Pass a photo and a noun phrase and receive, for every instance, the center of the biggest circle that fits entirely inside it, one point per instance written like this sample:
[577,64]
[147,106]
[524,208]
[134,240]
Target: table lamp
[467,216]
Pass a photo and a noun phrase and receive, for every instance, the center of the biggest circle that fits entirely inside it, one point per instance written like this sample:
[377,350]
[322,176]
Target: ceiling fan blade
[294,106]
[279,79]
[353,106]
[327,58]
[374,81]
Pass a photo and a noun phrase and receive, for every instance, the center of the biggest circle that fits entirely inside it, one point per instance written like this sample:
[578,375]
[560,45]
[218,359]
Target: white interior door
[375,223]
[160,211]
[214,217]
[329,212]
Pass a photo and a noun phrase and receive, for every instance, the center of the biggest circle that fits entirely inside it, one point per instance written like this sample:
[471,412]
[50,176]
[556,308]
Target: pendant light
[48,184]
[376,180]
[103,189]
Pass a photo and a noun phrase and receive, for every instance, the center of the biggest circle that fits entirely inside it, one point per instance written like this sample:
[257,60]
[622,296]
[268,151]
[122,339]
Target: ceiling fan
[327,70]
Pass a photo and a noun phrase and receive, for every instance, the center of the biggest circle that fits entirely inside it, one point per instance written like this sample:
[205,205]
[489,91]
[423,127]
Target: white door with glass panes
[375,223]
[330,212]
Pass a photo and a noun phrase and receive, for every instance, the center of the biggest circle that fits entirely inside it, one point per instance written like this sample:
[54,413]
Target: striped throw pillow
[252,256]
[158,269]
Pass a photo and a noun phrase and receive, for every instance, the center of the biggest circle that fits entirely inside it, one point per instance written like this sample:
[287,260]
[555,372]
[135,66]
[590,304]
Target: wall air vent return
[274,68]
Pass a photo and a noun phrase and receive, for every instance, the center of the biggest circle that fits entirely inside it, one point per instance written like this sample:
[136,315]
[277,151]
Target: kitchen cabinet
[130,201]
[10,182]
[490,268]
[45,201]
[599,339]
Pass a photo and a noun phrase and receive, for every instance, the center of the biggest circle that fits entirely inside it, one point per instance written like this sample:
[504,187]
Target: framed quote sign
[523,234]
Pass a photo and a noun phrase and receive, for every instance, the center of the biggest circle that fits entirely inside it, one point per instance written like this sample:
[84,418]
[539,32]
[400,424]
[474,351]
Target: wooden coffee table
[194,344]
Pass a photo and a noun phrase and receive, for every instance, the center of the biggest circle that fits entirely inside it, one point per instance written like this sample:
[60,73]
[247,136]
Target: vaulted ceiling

▸ Problem details
Count the lines of the material above that contain the word "ceiling". Reply with the number alone.

▸ Answer for the task
3